**QUÉ ENTREGAR:**
Transcribe al pie de la letra, por favor, todo el texto sobre Benjamin Franklin que va desde "Franklin nació dos" hasta "fue aparentemente infatigable.".

**TEXTO DADO:**
La verdadera ética protestante

Ya incluso en vida, muchos le consideraron «el primer hombre americano». La lista de sus logros es asombrosa: primero como editor y redactor, luego como científico e inventor y, finalmente, como filósofo y político. Polifacético de pura cepa, fundó no solo la Universidad de Pensilvania, sino también el primer Cuerpo de Bomberos de Filadelfia. Estamos hablando de Benjamin Franklin (1706-1790).

Franklin nació dos años después de Jonathan Edwards, pero le sobrevivió más de tres décadas, ¡y aprovechó al máximo su tiempo extra! Inventó los bifocales, el pararrayos y la estufa Franklin. Sirvió como embajador en Francia. Recordado como «padre fundador» de EE. UU., promovió que colonias dispares se unieran e, incluso, fue el primer Director General de Correos.

Según su biógrafo, Walter Isaacson, Franklin fue «el estadounidense más dotado de su época y el más influyente anticipando el tipo de sociedad en la que se convertiría EE. UU.» (Benjamin Franklin, p. 492). La labor de Franklin fue aparentemente infatigable.

Más de cien años después, todavía recordado por su actividad y sus logros, Franklin fue considerado por el filósofo alemán Max Weber —1864-1920— el parangón de lo que él llamaba «la ética del trabajo protestante».

Weber estaba seriamente equivocado.

Rechazando a Weber

Weber, que hizo famosa la frase «ética protestante» en su libro de 1905, La ética protestante y el espíritu del capitalismo, veía a Franklin como «un ejemplo casi perfecto de cómo el protestantismo, despojado de su naturaleza doctrinal, fomentó el capitalismo moderno» (Thomas Kidd, Benjamin Franklin, p. 3). Al igual que el economista escocés Adam Smith —1723-1790—, Franklin se crió en un hogar protestante y calvinista, donde aprendió la diligencia, la frugalidad y el trabajo duro que caracterizaba a dicha denominación. Sin embargo, la ética de Franklin —escribe Kidd— llegó a estar «desvinculada de toda conexión directa con las creencias religiosas», ya que «desechó la ortodoxia cristiana» (pp. 3-4).

**DATOS GUARDADOS:**
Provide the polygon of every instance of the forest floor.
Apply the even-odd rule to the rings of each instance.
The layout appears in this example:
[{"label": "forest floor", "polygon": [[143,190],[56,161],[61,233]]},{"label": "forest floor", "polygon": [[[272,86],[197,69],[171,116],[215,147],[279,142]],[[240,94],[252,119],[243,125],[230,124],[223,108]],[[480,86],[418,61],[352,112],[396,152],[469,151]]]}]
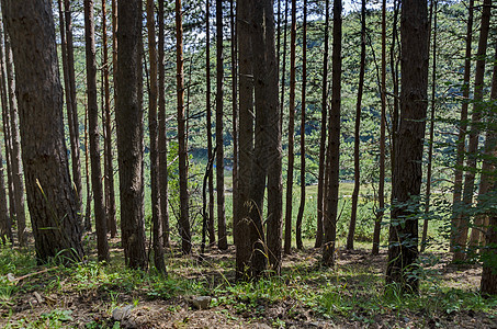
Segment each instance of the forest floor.
[{"label": "forest floor", "polygon": [[[497,328],[497,299],[477,293],[481,266],[422,257],[421,292],[384,284],[386,253],[337,252],[318,266],[308,248],[284,257],[280,277],[237,283],[235,250],[168,256],[168,277],[126,270],[118,241],[110,264],[38,266],[33,253],[2,249],[2,328]],[[91,258],[90,258],[91,259]],[[205,309],[194,300],[208,296]]]}]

**RESPUESTA AL EJERCICIO:**
Franklin nació dos años después de Jonathan Edwards, pero le sobrevivió más de tres décadas, ¡y aprovechó al máximo su tiempo extra! Inventó los bifocales, el pararrayos y la estufa Franklin. Sirvió como embajador en Francia. Recordado como «padre fundador» de EE. UU., promovió que colonias dispares se unieran e, incluso, fue el primer Director General de Correos.

Según su biógrafo, Walter Isaacson, Franklin fue «el estadounidense más dotado de su época y el más influyente anticipando el tipo de sociedad en la que se convertiría EE. UU.» (Benjamin Franklin, p. 492). La labor de Franklin fue aparentemente infatigable.